BRIEF: Return each line of the items below that contains the word "building".

Excerpts from point annotation data:
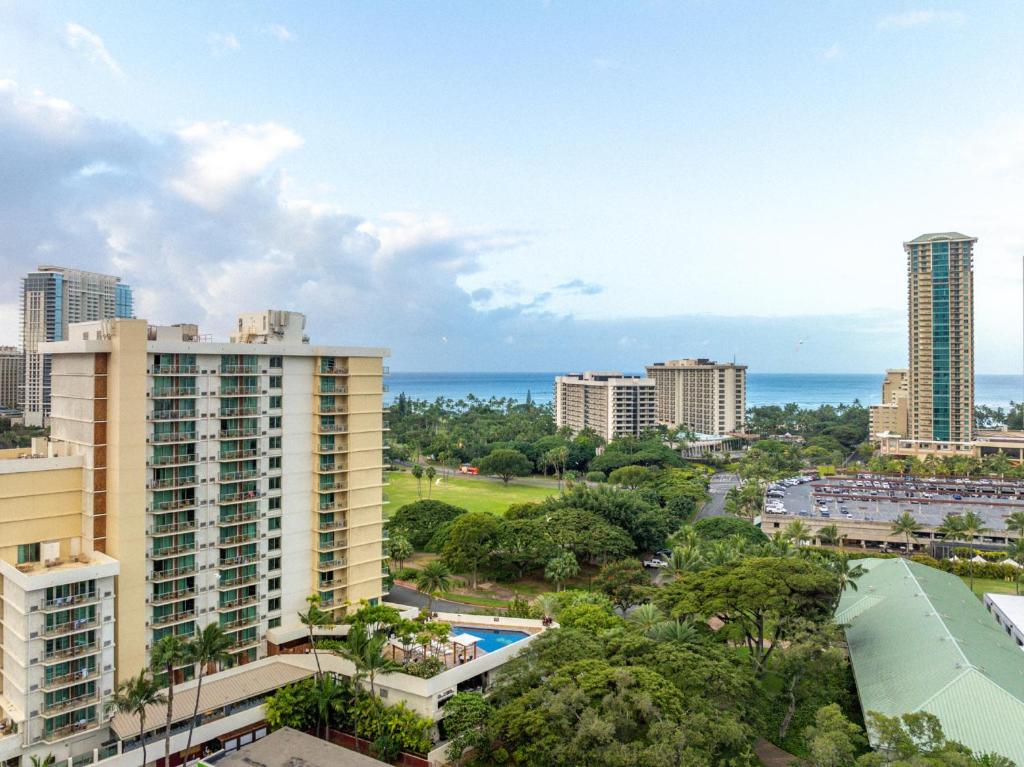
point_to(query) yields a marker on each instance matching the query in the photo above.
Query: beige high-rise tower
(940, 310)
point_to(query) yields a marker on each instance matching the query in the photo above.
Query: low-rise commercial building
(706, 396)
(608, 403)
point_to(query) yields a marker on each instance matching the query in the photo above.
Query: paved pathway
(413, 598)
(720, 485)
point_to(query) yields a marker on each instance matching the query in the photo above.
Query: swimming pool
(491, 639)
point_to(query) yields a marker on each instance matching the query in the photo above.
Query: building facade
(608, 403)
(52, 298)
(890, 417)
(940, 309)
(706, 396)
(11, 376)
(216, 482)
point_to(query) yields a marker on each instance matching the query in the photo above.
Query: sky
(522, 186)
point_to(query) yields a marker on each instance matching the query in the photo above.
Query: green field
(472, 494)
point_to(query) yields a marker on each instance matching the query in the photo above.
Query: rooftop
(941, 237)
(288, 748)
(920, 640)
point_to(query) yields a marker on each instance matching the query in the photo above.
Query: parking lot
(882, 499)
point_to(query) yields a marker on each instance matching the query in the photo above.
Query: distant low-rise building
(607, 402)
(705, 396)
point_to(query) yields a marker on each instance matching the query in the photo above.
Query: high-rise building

---

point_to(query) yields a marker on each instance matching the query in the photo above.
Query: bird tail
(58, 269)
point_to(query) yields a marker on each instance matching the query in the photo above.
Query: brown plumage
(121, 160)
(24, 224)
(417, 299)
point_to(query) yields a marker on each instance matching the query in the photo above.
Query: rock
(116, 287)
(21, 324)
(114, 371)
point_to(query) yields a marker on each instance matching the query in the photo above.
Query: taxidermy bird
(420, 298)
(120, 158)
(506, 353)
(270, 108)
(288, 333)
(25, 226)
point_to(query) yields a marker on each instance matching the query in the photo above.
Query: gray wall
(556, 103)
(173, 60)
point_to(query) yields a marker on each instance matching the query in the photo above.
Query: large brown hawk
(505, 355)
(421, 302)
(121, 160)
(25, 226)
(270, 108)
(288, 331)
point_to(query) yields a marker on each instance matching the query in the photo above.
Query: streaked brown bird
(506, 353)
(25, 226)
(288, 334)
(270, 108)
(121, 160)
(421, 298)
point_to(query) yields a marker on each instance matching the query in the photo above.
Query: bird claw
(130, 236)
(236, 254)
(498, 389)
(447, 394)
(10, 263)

COMPLETE OUTPUT:
Query: low-rise commercial building
Query: building facade
Query: distant low-rise building
Query: high-rise building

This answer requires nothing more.